GOAL:
Copy out each of the lines below word for word, with nothing changed.

MATERIAL:
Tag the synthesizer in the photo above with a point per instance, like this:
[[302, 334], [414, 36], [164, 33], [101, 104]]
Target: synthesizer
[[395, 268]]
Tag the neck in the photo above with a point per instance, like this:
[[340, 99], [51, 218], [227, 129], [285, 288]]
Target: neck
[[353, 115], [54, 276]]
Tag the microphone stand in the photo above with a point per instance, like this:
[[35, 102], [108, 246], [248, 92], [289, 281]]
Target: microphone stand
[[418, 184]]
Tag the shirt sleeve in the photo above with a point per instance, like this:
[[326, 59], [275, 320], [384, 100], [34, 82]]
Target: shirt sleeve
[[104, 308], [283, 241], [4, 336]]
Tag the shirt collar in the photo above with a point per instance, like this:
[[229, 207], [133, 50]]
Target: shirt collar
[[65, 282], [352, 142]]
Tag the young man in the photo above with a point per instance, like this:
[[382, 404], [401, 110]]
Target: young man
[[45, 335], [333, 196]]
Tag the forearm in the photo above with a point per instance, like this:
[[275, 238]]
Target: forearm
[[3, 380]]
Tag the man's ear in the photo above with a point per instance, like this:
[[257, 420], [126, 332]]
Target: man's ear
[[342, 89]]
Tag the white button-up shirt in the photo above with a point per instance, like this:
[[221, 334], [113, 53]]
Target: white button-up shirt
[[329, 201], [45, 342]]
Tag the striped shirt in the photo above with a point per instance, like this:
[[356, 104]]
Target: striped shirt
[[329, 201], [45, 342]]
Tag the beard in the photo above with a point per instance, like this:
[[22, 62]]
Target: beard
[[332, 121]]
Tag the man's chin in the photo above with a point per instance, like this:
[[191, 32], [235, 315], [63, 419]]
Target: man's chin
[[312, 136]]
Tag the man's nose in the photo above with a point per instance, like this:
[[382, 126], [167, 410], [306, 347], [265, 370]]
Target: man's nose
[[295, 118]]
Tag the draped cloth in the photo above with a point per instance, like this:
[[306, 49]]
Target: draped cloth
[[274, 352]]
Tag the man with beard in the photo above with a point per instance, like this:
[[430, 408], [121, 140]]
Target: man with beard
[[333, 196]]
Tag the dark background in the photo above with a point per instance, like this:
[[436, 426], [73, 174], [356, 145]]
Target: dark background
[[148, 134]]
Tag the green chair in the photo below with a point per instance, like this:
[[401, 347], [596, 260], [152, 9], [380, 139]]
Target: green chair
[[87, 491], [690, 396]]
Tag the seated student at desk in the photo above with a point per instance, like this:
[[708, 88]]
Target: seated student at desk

WRITTEN SOLUTION:
Tag the synthesizer in the photo above with a point per instance, like this:
[[302, 334], [414, 36], [164, 33], [101, 104]]
Target: synthesizer
[[395, 268]]
Tag the neck in the photo above with a point per instance, like this:
[[340, 99], [51, 218], [227, 129], [285, 288]]
Target: neck
[[353, 115], [54, 276]]
Tag the microphone stand in the photo above with a point per instance, like this:
[[35, 102], [108, 246], [248, 92], [289, 281]]
Target: microphone stand
[[418, 184]]
Tag the shirt sleeve in the photo above with a point per instance, like this:
[[326, 59], [275, 320], [384, 100], [34, 82]]
Target: shirt sleeve
[[104, 308], [283, 241], [4, 336]]
Tag the shirt collar in the photo above with a point per instance, like this:
[[229, 207], [133, 50]]
Target: shirt collar
[[65, 282], [352, 142]]
Tag the young man in the photo above with a point per instance, like this:
[[382, 404], [401, 110]]
Target: young man
[[45, 335], [333, 196]]
Tag the forearm in the photo above with a point per instance, like this:
[[275, 238]]
Target: forearm
[[3, 380]]
Tag the man's ear in the photo above with a point per instance, like this:
[[257, 420], [126, 332]]
Target: man's ear
[[342, 89]]
Tag the white button-up shirt in the photo above with a point per instance, like this:
[[221, 334], [113, 53]]
Target: white button-up shirt
[[329, 201], [45, 342]]
Tag the striped shirt in the photo above with a point per instance, like this:
[[356, 104]]
Target: striped shirt
[[329, 201], [45, 342]]
Tag the beard in the photo above with a point per instance, like this:
[[22, 62]]
Target: beard
[[332, 121]]
Tag the man's chin in the photo above with a point per instance, like this:
[[191, 32], [235, 315], [63, 419]]
Target: man's chin
[[312, 136]]
Tag the man's nose in the photo above with a point per instance, like this:
[[382, 126], [167, 410], [306, 347], [265, 370]]
Target: man's nose
[[295, 118]]
Tag the draped cloth in the photo above with a point per instance, like this:
[[306, 49]]
Target: draped cloth
[[274, 352]]
Tag the man with beard in the photo above with a point per instance, like this:
[[430, 408], [121, 140]]
Target: man with beard
[[333, 196]]
Tag the dark background in the photo above with a point per instance, like this:
[[436, 426], [73, 174], [356, 145]]
Target: dark background
[[148, 134]]
Tag the green chair in the photo below with a point per instance, like this:
[[401, 347], [596, 260], [152, 9], [380, 139]]
Target: green chair
[[87, 491], [690, 396]]
Tag the seated student at desk in the photo above with a point per instance, like this:
[[708, 88]]
Target: seated student at desk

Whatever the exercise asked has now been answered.